# Required work:
Restate exactly, and only, the lines from the one with "Each instance receives one keypoint. Mark the thin branch" through the end of the data, with both of those end lines kept. Drop any pictures.

# Extracted data:

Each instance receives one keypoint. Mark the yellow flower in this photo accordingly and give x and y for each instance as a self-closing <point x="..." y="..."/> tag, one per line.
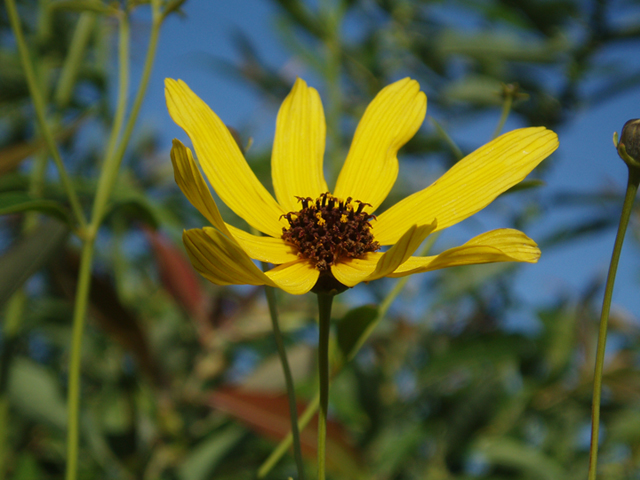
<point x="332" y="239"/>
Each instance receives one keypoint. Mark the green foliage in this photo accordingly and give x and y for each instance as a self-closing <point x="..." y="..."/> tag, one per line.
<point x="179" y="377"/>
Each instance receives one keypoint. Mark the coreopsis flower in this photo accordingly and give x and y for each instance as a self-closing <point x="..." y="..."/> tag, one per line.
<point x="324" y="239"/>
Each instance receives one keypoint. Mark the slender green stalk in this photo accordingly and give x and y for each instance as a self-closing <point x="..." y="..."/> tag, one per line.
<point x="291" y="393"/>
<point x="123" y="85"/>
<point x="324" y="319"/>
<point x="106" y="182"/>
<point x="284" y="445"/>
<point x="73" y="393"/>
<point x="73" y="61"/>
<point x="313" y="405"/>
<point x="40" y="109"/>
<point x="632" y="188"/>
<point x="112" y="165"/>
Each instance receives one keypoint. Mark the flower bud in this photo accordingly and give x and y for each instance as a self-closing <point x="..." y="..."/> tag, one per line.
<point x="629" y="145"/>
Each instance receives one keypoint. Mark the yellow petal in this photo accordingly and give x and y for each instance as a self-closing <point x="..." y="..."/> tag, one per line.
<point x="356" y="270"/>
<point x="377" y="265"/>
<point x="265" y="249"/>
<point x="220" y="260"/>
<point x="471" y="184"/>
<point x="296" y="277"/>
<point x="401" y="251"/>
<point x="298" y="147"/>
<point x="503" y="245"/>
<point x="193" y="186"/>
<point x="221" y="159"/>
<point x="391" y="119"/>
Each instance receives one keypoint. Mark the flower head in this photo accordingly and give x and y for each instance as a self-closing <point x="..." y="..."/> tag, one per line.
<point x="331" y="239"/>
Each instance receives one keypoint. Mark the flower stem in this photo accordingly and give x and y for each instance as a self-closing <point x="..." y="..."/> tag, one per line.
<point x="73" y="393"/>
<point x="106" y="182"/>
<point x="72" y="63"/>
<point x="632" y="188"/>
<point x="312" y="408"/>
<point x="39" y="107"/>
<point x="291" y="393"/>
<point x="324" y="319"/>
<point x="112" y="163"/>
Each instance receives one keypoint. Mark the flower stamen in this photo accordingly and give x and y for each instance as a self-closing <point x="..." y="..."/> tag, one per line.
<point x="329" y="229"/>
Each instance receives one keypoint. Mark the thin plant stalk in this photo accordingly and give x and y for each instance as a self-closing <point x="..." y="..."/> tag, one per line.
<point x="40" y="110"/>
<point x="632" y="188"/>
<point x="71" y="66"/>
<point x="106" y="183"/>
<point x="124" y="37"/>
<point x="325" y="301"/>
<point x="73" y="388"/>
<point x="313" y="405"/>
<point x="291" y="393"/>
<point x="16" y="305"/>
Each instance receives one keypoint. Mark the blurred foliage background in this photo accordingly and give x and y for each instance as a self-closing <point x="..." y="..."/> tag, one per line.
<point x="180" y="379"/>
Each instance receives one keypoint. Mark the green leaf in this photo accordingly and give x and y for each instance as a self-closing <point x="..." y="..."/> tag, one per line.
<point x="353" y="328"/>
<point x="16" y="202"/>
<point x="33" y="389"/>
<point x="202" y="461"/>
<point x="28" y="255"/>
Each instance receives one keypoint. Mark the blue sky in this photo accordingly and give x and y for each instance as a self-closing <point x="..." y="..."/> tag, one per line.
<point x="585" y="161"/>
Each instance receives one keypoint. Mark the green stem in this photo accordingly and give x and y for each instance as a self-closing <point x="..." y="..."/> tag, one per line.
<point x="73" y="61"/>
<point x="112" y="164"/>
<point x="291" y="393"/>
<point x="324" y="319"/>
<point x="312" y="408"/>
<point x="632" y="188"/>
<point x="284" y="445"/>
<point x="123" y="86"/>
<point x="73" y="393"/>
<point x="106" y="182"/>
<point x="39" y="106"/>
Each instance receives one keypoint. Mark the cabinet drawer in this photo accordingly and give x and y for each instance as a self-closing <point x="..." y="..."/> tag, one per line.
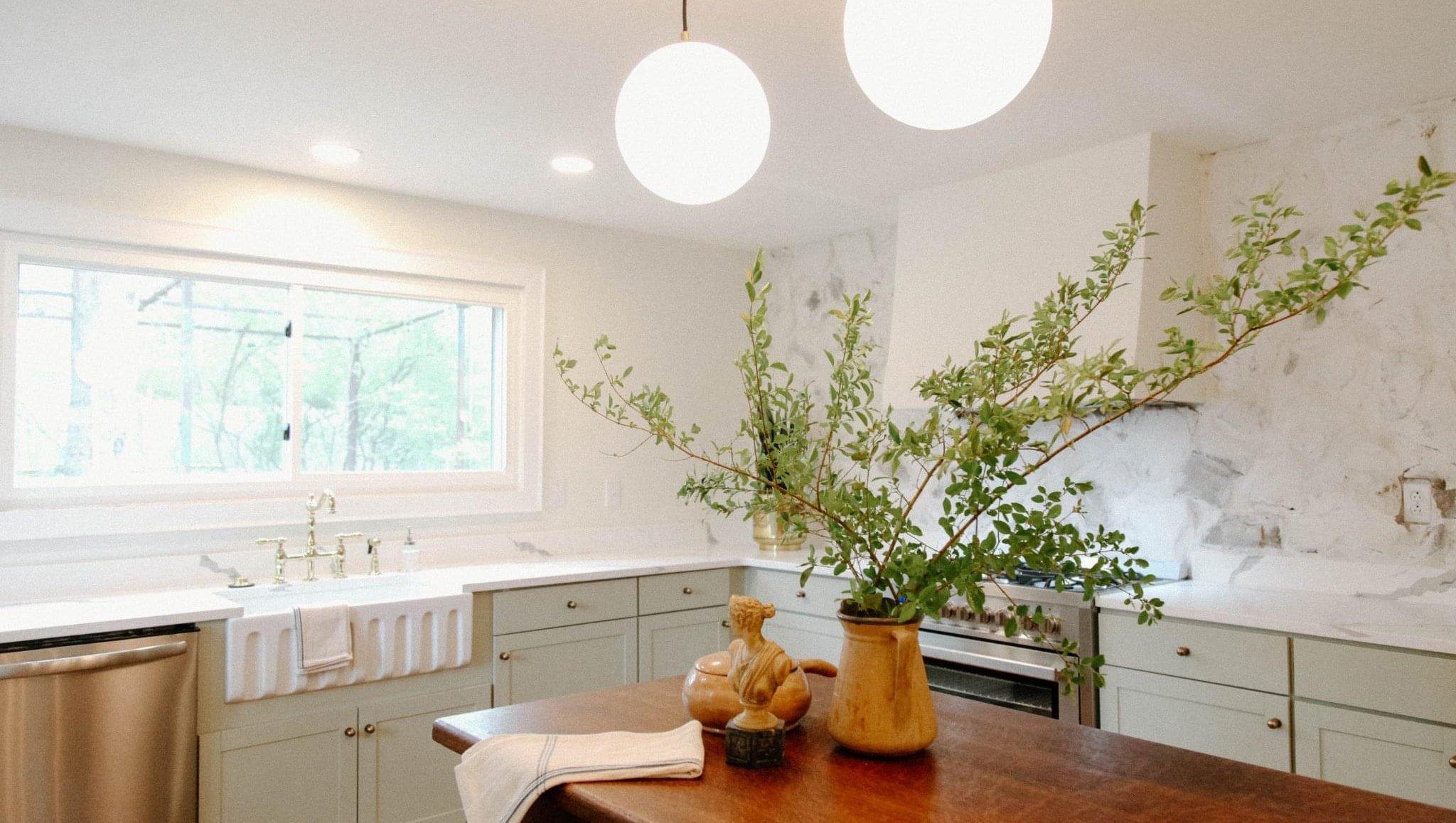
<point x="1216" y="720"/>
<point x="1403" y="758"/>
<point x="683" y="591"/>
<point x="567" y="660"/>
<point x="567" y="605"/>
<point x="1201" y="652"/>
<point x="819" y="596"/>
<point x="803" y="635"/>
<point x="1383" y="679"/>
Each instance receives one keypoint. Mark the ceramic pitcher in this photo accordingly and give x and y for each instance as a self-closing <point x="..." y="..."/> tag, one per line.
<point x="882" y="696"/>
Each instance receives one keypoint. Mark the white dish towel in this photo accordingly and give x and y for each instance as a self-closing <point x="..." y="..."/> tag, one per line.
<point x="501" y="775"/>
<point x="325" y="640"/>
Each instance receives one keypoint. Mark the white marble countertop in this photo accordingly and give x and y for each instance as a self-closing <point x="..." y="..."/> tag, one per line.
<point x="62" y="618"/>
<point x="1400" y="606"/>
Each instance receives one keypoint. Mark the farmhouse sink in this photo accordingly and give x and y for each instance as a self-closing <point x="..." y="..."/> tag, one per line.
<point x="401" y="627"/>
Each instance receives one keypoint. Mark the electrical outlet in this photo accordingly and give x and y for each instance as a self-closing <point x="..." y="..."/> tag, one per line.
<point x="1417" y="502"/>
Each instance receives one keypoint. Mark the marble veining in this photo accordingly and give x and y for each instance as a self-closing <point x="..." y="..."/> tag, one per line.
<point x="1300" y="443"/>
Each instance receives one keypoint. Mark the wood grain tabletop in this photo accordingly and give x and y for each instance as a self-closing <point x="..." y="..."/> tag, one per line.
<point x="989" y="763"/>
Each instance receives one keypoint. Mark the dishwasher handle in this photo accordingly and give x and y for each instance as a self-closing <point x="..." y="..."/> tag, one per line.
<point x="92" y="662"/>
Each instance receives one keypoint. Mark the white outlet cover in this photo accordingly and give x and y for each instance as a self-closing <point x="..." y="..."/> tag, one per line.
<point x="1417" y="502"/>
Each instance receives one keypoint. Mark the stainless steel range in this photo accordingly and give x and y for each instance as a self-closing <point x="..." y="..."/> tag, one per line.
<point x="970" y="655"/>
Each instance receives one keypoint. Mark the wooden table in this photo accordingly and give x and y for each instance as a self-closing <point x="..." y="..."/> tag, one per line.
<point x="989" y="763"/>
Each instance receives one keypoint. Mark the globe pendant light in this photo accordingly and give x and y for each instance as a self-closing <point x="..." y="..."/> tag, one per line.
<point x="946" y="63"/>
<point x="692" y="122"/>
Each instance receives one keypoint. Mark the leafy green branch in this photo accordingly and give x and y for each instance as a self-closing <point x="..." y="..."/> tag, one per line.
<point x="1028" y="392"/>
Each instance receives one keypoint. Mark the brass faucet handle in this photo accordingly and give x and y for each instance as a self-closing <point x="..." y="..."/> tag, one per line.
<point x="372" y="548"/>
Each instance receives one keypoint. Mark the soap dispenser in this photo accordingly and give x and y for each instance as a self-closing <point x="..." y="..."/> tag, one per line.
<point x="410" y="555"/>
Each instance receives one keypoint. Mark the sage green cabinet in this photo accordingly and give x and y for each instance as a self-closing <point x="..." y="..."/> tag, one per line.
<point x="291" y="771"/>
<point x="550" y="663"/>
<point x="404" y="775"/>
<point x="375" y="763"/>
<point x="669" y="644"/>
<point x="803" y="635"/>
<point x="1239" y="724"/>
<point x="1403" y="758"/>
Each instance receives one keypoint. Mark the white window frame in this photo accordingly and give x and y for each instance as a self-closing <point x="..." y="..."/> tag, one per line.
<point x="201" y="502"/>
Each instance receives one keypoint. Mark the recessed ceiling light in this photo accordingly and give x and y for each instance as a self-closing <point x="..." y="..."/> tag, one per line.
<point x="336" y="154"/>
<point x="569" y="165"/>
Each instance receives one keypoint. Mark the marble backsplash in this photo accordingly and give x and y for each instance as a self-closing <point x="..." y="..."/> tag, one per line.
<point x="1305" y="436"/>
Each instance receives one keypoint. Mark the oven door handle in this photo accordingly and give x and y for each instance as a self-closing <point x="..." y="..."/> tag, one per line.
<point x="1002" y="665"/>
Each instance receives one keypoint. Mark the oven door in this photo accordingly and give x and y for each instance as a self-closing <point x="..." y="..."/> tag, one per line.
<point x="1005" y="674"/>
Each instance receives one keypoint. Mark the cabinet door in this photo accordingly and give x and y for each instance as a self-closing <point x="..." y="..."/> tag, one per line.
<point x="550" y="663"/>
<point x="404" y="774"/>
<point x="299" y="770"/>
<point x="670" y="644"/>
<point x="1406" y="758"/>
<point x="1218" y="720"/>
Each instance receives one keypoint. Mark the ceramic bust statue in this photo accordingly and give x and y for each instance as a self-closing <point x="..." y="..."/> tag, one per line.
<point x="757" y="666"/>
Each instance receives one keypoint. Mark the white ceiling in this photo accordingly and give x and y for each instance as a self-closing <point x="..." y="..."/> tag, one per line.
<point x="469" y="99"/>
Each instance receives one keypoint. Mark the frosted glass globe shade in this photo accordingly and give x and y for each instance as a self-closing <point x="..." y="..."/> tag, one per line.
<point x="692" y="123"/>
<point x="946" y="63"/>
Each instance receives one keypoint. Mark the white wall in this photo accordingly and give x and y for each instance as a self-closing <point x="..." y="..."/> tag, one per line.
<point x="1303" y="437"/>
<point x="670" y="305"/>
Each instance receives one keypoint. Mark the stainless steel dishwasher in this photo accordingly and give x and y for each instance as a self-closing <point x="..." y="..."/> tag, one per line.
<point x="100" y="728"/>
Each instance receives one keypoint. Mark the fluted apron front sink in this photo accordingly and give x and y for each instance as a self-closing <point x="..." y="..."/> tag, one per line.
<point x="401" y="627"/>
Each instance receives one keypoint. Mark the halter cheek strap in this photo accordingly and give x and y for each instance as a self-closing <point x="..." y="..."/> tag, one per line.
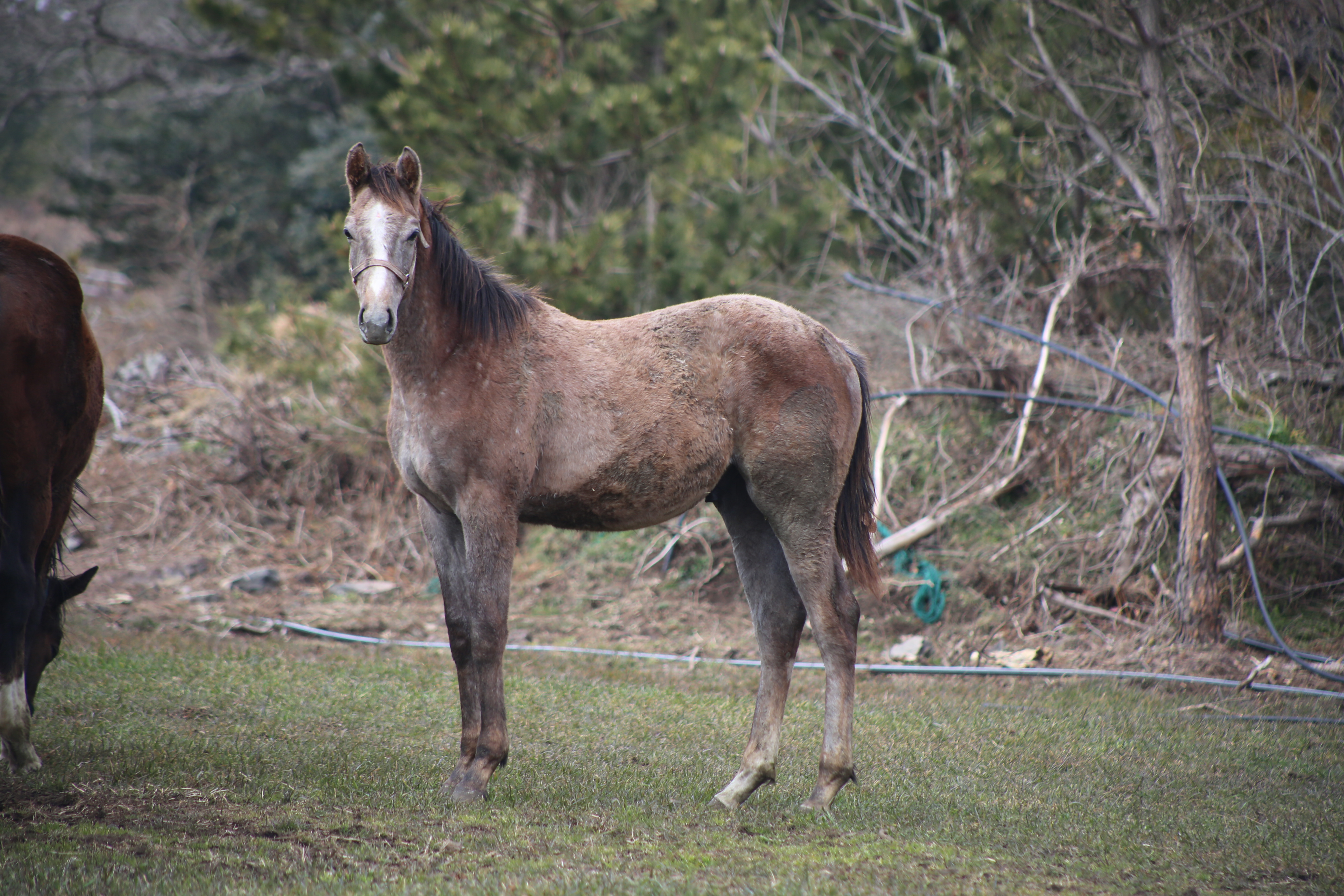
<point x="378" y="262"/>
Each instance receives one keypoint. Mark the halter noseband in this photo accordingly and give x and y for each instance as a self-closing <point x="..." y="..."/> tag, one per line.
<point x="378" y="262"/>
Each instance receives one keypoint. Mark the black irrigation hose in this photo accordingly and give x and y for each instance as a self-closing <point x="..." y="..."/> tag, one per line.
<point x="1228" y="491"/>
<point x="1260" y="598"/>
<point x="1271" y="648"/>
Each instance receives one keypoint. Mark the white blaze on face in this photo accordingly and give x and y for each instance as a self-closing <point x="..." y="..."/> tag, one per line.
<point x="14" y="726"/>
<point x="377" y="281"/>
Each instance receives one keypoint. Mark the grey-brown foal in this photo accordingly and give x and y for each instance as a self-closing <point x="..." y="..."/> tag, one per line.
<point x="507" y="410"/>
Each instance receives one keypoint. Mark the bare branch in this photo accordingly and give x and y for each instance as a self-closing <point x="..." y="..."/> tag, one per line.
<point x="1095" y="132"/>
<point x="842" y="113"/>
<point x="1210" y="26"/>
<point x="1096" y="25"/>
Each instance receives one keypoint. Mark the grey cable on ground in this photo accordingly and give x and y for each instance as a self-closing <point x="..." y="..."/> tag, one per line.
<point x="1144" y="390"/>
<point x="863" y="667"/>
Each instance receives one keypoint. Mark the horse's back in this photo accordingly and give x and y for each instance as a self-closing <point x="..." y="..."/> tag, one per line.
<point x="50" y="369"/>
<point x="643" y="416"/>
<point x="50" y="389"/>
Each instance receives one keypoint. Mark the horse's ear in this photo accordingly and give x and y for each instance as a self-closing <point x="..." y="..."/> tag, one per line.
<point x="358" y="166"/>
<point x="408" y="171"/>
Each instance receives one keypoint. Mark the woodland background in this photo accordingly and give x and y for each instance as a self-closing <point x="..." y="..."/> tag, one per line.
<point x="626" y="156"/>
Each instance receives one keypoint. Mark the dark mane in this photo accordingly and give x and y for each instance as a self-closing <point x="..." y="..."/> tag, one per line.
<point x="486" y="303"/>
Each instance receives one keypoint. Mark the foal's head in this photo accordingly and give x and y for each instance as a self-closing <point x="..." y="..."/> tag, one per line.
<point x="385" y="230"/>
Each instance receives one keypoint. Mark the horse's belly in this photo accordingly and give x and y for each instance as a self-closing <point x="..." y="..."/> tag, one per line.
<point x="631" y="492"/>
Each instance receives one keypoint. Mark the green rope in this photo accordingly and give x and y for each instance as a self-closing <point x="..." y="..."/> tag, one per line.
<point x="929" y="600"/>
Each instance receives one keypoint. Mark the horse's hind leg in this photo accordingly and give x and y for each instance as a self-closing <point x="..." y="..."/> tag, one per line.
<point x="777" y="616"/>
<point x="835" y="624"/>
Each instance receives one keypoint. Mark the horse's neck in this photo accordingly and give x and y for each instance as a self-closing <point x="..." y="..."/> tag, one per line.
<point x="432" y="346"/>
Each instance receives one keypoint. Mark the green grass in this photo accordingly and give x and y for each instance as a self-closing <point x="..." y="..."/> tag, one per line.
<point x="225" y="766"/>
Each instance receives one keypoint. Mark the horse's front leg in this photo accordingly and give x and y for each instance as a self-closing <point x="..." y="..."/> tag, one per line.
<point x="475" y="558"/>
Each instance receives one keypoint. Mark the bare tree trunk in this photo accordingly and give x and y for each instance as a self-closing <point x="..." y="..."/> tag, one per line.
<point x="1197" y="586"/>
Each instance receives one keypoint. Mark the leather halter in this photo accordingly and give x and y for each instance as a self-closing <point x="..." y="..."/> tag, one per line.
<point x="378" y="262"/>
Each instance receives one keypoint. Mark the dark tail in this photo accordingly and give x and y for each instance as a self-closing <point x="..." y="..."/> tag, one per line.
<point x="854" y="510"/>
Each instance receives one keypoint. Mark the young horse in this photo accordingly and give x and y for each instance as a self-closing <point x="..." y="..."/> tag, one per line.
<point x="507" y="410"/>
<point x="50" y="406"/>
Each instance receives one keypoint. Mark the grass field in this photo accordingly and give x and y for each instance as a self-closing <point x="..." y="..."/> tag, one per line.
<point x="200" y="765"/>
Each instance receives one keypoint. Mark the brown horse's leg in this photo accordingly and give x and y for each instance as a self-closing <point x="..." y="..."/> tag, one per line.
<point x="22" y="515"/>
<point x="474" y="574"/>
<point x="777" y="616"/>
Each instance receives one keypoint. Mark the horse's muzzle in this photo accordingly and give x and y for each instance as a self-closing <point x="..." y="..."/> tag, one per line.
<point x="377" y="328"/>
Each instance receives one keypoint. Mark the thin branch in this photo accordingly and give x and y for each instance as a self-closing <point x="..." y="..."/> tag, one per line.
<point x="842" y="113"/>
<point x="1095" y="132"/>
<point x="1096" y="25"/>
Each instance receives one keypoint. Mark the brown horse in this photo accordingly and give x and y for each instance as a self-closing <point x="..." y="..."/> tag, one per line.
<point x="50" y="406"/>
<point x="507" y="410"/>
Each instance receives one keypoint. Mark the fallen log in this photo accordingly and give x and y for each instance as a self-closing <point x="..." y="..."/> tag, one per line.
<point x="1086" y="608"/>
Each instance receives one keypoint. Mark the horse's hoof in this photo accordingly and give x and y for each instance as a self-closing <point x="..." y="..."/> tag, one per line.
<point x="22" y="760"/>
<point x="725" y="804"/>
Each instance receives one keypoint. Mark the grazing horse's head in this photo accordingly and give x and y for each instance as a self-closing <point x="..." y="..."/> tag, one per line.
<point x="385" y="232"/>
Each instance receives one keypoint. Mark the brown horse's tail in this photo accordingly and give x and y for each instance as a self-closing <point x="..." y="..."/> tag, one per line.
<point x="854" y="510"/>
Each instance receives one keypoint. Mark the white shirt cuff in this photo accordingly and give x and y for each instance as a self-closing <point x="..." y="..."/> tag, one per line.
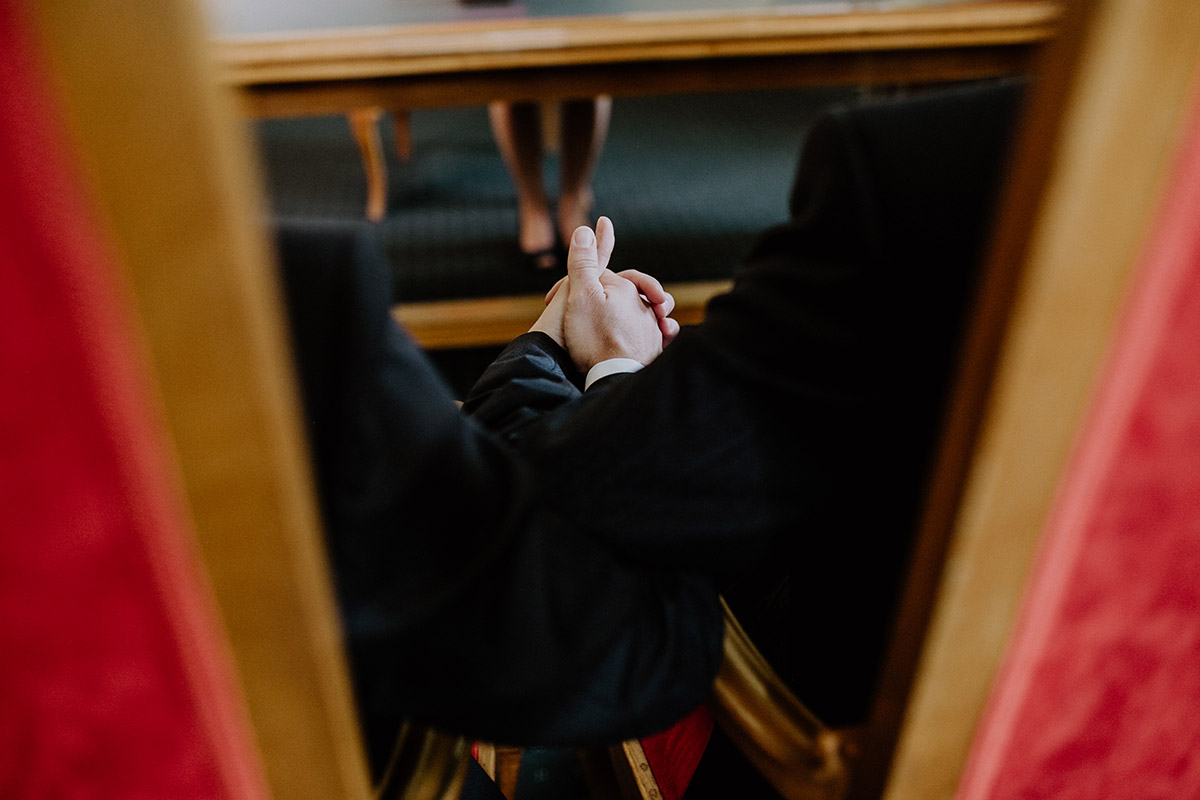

# Exercise response:
Each instance receives one keypoint. Mark the thin branch in this photo accordingly and give x and y for each instance as a self-closing <point x="..." y="..."/> tag, one per line.
<point x="842" y="113"/>
<point x="1095" y="132"/>
<point x="1096" y="25"/>
Each instance receives one keypoint. Mark the brown horse in this photo accordingly and give x and y for each instance as a self-closing <point x="..." y="..."/> tag, one per line.
<point x="50" y="406"/>
<point x="507" y="410"/>
Each instance receives one keypoint. Mark the fallen log in this photo accordingly and give x and y for each instance as a self-closing <point x="..." y="..."/> tag, one per line.
<point x="1086" y="608"/>
Each instance receives one keypoint. Mark the horse's hoof in this photo accordingly and give x and y for each instance as a self-closing <point x="..." y="..."/> tag, one per line.
<point x="22" y="760"/>
<point x="725" y="804"/>
Each instance receives one keypoint. Mark the grazing horse's head in this photo accordingly and give x and y for each instance as a self-closing <point x="..." y="..."/> tag, one per line.
<point x="385" y="232"/>
Each instance receives one keypoint. Mark the brown horse's tail in this photo accordingly and give x and y for each instance as a self-closing <point x="..." y="..."/> tag, one per line.
<point x="854" y="510"/>
Each instance receives one keypoint. Mark the white shirt cuff in this photo accordingly and give x and y for each instance as a self-closing <point x="..." y="..."/> tag, one per line.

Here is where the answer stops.